_SET TASK_
Copy the lines below word for word, from the first to the last, and leave the picture out of your answer.

_DATA TO USE_
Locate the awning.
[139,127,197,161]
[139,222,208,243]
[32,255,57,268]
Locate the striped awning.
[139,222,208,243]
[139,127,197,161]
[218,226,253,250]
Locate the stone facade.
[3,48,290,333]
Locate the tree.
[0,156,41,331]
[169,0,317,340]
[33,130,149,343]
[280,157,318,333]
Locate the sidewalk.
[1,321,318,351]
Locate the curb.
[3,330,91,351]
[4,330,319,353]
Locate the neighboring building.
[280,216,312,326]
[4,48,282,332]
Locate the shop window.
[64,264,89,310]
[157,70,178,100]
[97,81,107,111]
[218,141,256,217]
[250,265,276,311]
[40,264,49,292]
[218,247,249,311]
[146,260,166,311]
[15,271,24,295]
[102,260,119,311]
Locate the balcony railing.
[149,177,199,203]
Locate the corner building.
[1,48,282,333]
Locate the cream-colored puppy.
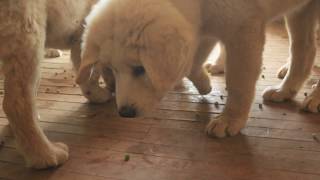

_FINAL RESULT_
Locate the awning.
[139,127,197,161]
[139,222,208,243]
[32,255,57,268]
Locate the striped awning.
[139,222,208,243]
[139,127,197,161]
[218,226,253,250]
Locate the stone facade.
[3,48,290,333]
Locate the tree.
[0,156,41,331]
[169,0,317,340]
[33,130,149,343]
[280,157,318,333]
Locate the sidewalk.
[1,321,318,351]
Locate the curb.
[3,330,91,351]
[4,330,319,353]
Locate the neighboring building.
[280,216,312,326]
[4,48,282,332]
Locate the shop window.
[64,264,89,310]
[157,70,178,100]
[97,81,107,111]
[218,141,256,217]
[250,265,276,311]
[40,264,49,292]
[218,247,249,311]
[146,260,166,311]
[15,271,24,295]
[102,260,119,311]
Locate the balcony railing.
[149,177,199,203]
Locate the corner building.
[1,48,282,333]
Locate the cream-colored puppy.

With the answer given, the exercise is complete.